TASK STATEMENT:
Report each line of the records below that contains the word "elevator", copying every such line in full.

(Records contained in a dataset)
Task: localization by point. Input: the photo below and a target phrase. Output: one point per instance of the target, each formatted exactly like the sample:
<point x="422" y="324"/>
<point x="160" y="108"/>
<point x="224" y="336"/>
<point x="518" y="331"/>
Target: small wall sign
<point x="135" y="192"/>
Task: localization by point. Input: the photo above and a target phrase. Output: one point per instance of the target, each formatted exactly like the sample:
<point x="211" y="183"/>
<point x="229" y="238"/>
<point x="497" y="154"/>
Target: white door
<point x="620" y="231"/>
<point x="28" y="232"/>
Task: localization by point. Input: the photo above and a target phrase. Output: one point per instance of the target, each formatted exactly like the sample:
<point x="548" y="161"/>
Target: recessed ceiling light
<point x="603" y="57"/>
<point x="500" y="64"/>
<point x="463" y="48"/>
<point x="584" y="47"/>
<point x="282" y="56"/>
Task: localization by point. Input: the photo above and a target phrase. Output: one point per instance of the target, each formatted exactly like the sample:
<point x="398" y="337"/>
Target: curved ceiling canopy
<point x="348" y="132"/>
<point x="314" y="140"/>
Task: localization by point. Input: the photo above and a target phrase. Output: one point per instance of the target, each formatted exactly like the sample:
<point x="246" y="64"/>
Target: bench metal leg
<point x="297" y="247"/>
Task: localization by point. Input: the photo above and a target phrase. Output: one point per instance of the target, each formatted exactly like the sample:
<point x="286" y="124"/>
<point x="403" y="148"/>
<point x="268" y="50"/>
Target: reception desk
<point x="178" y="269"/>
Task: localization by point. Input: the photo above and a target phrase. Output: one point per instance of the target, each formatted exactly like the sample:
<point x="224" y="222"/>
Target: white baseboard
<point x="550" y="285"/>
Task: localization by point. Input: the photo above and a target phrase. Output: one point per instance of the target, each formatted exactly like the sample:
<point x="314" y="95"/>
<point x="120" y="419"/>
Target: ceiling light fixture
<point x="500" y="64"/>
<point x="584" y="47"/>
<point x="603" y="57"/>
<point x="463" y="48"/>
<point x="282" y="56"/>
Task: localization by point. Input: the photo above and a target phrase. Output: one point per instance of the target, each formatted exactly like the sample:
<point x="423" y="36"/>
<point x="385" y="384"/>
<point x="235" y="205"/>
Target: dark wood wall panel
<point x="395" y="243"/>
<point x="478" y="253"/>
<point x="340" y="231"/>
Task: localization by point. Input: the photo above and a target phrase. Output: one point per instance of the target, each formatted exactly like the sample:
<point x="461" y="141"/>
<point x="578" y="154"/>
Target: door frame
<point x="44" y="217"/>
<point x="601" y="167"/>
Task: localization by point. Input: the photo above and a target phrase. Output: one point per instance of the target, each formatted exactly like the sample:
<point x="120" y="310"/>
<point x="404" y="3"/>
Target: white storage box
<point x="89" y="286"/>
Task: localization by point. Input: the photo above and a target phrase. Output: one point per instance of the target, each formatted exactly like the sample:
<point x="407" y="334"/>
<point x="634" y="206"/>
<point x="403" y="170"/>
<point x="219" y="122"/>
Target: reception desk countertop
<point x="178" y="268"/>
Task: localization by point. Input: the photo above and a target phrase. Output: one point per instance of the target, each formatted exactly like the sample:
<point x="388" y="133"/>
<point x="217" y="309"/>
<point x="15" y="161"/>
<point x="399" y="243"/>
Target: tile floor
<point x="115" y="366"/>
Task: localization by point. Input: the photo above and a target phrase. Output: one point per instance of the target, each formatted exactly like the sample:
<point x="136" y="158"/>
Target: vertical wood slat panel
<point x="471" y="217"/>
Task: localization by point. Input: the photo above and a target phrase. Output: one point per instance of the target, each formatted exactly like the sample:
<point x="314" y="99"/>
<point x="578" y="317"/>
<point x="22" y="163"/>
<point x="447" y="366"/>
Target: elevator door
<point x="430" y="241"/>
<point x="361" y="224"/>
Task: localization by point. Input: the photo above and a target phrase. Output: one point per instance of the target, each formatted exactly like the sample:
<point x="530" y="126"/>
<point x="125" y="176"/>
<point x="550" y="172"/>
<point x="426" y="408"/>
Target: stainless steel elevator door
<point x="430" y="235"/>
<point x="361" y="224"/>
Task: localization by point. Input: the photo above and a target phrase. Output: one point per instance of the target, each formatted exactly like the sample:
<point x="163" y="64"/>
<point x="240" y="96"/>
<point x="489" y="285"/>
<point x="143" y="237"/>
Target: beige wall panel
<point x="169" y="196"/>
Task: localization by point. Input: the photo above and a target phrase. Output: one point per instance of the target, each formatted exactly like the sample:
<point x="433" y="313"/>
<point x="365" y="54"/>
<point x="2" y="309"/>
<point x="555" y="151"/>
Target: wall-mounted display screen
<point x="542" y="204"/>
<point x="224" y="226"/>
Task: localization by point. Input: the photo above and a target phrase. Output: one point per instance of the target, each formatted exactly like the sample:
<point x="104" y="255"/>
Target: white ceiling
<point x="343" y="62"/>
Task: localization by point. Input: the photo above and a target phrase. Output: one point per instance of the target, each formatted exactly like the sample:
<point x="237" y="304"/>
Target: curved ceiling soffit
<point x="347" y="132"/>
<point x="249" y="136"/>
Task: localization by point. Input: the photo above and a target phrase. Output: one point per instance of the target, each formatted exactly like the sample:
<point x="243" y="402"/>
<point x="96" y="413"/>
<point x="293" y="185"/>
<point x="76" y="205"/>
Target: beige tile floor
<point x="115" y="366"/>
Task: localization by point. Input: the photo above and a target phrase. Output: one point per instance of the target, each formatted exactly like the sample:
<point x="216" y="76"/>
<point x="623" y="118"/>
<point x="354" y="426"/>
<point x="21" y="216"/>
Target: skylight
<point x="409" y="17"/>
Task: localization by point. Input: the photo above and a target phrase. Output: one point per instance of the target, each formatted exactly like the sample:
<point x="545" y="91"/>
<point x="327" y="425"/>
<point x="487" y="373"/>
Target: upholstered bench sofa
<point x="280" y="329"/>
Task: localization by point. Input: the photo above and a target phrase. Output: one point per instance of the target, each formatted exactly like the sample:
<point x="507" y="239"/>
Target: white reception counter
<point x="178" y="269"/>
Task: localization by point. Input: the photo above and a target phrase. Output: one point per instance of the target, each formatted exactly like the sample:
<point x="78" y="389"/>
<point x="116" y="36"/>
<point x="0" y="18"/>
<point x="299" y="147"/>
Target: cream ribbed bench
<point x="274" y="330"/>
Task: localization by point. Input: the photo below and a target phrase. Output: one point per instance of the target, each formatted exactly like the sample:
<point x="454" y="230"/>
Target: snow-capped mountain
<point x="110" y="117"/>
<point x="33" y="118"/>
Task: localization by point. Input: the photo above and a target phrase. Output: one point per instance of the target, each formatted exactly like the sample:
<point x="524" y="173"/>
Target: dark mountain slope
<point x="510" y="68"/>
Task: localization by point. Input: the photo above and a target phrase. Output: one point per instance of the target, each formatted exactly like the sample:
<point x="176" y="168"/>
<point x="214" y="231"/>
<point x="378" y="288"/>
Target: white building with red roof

EXERCISE RESPONSE:
Target: elevator door
Target: stainless steel elevator door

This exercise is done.